Required task A: Please copy out the whole listing that follows the cloud cost management text, reproducing every line of it without changes.
Text shown start
Introduction

Cost management and optimization in the cloud are important for businesses of all sizes. An effective cost management strategy ensures that you only pay for what you need and that you maximize the return on your cloud investment.

With cloud services, costs are dynamic and can escalate if not monitored closely. Financial planning, coupled with a clear understanding of the cost models for each service that you use, lets you allocate resources strategically, aligning spending with your business goals. This includes choosing the right pricing models, such as pay-as-you-go or reserved instances, and using auto-scaling to match resource provisioning with actual demand.

AWS offers services and tools to help you with cost management and optimization, including resources to organize and track your cost and usage data, improve control (through consolidated billing and access permission), enable better planning (through budgeting and forecasts), and further lower your costs by making use of the right resources and pricing optimizations.

This decision guide will help you ask the right questions, evaluate your criteria, and determine which cost management services and tools are the best fit for your needs.  

Seven minute clip from re:Invent 2023 explaining how to improve AWS cost reporting.

Understand

AWS cost management strategy can be broken down to several key areas:

Plan and evaluate: When planning for future cloud spend, start by defining your key performance indicators (KPIs), such as the monthly  cost of a specific project. You need to make sure that cloud resources related to a project are properly tagged with cost allocation tags and/or cost categories. Then you can calculate and track the monthly  cost of the project with the cost and usage data available in your AWS Cost Explorer and AWS Cost & Usage Reports.

You can decide the project budget based on the trend shown by your KPIs, as well as the available funds set aside for the project and, you can set the budget thresholds using AWS Budgets for cost or resource usage.

Manage and control: As your organization evolves, you need the freedom to experiment and innovate in the cloud, while maintaining control over cost, governance, and security. One way to do that is to establish centralized ownership through a center of excellence or cloud business team. This is important because while elements of cost management are shared responsibilities across the entire organization, a centralized team can design policies and governance mechanisms, implement and monitor the effort, and help drive organizational best practices.

That central team can be supported by services such as AWS Identity and Access Management (IAM) and AWS Organizations.

You can also use the AWS Billing Console to track your overall spend, and to view your cost breakdown by service and by account on your billing dashboard.

Track and allocate: Tracking spending and allocating that spending to the right team can be vital to effective cost optimization. It's useful to know when you're spending more than you planned, but even more useful when you can clearly identify where that spending is happening. AWS offers several tools to help you get started.
Text shown end
The input start
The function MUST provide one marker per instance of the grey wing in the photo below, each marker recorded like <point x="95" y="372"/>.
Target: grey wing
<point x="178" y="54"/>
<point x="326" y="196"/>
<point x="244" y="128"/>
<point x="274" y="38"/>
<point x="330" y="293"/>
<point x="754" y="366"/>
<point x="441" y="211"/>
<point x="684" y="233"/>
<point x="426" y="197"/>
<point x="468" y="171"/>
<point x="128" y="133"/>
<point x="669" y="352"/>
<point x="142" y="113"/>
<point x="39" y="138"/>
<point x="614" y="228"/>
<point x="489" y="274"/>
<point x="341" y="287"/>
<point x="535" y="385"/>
The input end
Required task B: According to the cloud cost management text, which AWS service lets you set budget thresholds for cost or resource usage?

Correct response A:
The function MUST provide one marker per instance of the grey wing in the photo below, each marker recorded like <point x="95" y="372"/>.
Target: grey wing
<point x="178" y="54"/>
<point x="326" y="196"/>
<point x="244" y="128"/>
<point x="274" y="38"/>
<point x="330" y="293"/>
<point x="754" y="366"/>
<point x="441" y="211"/>
<point x="684" y="233"/>
<point x="426" y="197"/>
<point x="468" y="171"/>
<point x="128" y="133"/>
<point x="669" y="352"/>
<point x="142" y="113"/>
<point x="39" y="138"/>
<point x="614" y="228"/>
<point x="489" y="274"/>
<point x="341" y="287"/>
<point x="535" y="385"/>

Correct response B: AWS Budgets